▶ PROBLEM TO WORK ON
The job is to output each record again, character for character.

▶ DATA FOR PROCESSING
============================================================

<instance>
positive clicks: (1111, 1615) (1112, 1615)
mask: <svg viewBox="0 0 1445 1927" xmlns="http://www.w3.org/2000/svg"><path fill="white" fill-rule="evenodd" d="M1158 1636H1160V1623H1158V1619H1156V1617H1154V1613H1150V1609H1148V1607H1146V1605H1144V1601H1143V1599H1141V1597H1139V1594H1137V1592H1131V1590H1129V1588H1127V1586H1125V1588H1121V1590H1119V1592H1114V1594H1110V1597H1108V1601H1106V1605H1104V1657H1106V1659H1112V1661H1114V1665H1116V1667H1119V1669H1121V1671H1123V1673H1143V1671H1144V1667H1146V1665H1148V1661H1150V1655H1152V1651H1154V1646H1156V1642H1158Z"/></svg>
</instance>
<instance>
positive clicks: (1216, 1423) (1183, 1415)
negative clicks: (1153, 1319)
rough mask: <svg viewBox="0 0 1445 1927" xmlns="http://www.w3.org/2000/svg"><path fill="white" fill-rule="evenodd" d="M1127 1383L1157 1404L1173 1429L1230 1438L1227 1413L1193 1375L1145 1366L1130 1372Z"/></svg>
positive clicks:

============================================================

▶ OUTPUT BELOW
<instance>
positive clicks: (1111, 1615) (1112, 1615)
mask: <svg viewBox="0 0 1445 1927" xmlns="http://www.w3.org/2000/svg"><path fill="white" fill-rule="evenodd" d="M1158 1636H1160V1623H1158V1619H1156V1617H1154V1613H1150V1609H1148V1607H1146V1605H1144V1601H1143V1599H1141V1597H1139V1594H1137V1592H1131V1590H1129V1588H1127V1586H1125V1588H1121V1590H1119V1592H1114V1594H1110V1597H1108V1601H1106V1605H1104V1657H1106V1659H1112V1661H1114V1665H1116V1667H1119V1669H1121V1671H1123V1673H1143V1671H1144V1667H1146V1665H1148V1661H1150V1655H1152V1651H1154V1646H1156V1642H1158Z"/></svg>
</instance>
<instance>
positive clicks: (1216, 1423) (1183, 1415)
negative clicks: (1153, 1319)
rough mask: <svg viewBox="0 0 1445 1927" xmlns="http://www.w3.org/2000/svg"><path fill="white" fill-rule="evenodd" d="M1127 1383L1157 1404L1173 1429L1230 1438L1227 1413L1193 1375L1145 1366L1130 1372Z"/></svg>
positive clicks:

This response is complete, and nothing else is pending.